Supplied entries:
'''
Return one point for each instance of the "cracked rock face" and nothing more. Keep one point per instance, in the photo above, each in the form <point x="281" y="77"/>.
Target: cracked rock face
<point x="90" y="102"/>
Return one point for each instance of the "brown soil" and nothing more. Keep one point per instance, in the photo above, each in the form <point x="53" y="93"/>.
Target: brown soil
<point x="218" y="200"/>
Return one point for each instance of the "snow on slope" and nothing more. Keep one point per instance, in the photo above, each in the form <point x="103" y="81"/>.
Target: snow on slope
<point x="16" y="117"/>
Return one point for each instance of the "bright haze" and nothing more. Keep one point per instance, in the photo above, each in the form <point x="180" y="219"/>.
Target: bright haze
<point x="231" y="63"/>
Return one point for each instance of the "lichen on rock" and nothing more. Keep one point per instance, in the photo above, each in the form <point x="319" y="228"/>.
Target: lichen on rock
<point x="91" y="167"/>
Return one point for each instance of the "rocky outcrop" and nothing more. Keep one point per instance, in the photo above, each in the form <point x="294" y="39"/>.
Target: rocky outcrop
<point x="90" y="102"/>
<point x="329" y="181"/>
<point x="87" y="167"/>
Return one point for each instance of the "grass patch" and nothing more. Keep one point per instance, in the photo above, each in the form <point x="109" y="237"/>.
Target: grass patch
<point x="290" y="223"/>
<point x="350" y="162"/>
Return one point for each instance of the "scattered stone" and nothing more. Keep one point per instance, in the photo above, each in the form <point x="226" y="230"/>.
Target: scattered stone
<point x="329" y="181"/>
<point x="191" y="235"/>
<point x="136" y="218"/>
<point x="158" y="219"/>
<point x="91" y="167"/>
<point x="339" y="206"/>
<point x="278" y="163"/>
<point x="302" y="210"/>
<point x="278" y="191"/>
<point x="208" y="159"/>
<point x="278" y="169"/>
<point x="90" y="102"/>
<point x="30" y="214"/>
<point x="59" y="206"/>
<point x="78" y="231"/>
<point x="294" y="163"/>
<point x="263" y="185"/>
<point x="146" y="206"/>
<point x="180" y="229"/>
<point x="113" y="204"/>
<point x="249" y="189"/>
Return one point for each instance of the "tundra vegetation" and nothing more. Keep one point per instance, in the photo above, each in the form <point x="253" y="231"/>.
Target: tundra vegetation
'''
'''
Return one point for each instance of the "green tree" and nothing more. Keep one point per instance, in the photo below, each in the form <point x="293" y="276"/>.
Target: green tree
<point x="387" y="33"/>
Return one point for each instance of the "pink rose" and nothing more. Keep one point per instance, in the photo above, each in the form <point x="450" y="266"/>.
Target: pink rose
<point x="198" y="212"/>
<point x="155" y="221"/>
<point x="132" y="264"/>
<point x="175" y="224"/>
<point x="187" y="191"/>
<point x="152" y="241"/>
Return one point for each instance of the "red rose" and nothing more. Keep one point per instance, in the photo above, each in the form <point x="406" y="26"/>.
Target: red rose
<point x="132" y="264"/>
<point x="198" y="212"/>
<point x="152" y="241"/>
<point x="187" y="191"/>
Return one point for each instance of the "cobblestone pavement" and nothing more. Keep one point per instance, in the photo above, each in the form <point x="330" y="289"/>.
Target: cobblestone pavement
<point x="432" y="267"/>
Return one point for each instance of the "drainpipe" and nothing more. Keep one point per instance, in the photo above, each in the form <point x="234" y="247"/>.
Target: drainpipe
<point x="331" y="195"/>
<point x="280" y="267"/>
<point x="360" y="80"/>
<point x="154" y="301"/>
'''
'''
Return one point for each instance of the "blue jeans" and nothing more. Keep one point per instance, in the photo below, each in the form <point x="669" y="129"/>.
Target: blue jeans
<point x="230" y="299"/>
'''
Task requirements: In the lines above, spot each one that contains the word "vegetation" and copy it.

Answer for the task:
Return one point for each instance of the "tundra vegetation" and nothing more. Keep one point per instance, in the photo above, each in the form <point x="253" y="231"/>.
Target: tundra vegetation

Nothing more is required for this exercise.